#### TASK PROMPT:
Reproduce the listing verbatim.

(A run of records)
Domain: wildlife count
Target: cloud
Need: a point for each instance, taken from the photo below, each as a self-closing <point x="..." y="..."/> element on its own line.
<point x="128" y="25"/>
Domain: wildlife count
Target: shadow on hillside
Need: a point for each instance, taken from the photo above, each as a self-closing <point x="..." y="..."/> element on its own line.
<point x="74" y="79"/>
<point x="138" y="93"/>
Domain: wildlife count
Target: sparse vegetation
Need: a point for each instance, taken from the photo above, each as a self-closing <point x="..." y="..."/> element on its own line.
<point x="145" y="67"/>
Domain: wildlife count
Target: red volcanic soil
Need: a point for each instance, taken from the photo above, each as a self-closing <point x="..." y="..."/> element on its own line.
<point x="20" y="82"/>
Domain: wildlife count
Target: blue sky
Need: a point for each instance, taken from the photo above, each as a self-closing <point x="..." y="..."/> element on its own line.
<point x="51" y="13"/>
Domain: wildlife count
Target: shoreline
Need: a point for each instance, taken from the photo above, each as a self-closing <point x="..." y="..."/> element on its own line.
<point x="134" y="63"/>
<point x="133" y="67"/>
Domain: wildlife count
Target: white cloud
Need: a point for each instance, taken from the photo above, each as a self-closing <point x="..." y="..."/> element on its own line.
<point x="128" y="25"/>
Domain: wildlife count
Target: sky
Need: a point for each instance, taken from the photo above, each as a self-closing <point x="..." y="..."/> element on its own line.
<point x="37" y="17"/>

#### EXERCISE RESPONSE:
Domain: wildlife count
Target: cloud
Need: a point for each instance, taken from the photo below, each as a self-closing <point x="..." y="..."/> element on its own line.
<point x="128" y="25"/>
Domain: wildlife count
Target: shadow on hillside
Need: a point for each instance, taken from the photo above, each as a self-closing <point x="..." y="..."/> element on its own line.
<point x="74" y="79"/>
<point x="138" y="93"/>
Domain: wildlife count
Target: sparse vegetation
Need: a point for each instance, taken from the photo above, each as a self-closing <point x="..." y="..."/> element on its own line.
<point x="145" y="67"/>
Domain: wildlife count
Target: red volcanic soil
Need: a point for each instance, taken from the photo above, each as a self-closing <point x="..." y="..."/> element on its own line.
<point x="20" y="82"/>
Domain: wildlife count
Target: blue sky
Need: a point for each instance, taken from the photo above, each as a self-closing <point x="..." y="..."/> element on its own line.
<point x="51" y="13"/>
Domain: wildlife count
Target: shoreline
Need: a point for each instance, taken from the photo above, each as a self-closing <point x="..." y="..."/> element on its own line.
<point x="134" y="63"/>
<point x="133" y="67"/>
Domain: wildlife count
Target: white cloud
Need: a point for each instance, taken from the photo above, each as a self-closing <point x="..." y="..."/> element on its own line.
<point x="128" y="25"/>
Domain: wildlife count
Target: sky
Need: a point for each instance, taken from the photo above, each as a self-closing <point x="..." y="..."/> element on its own line.
<point x="37" y="17"/>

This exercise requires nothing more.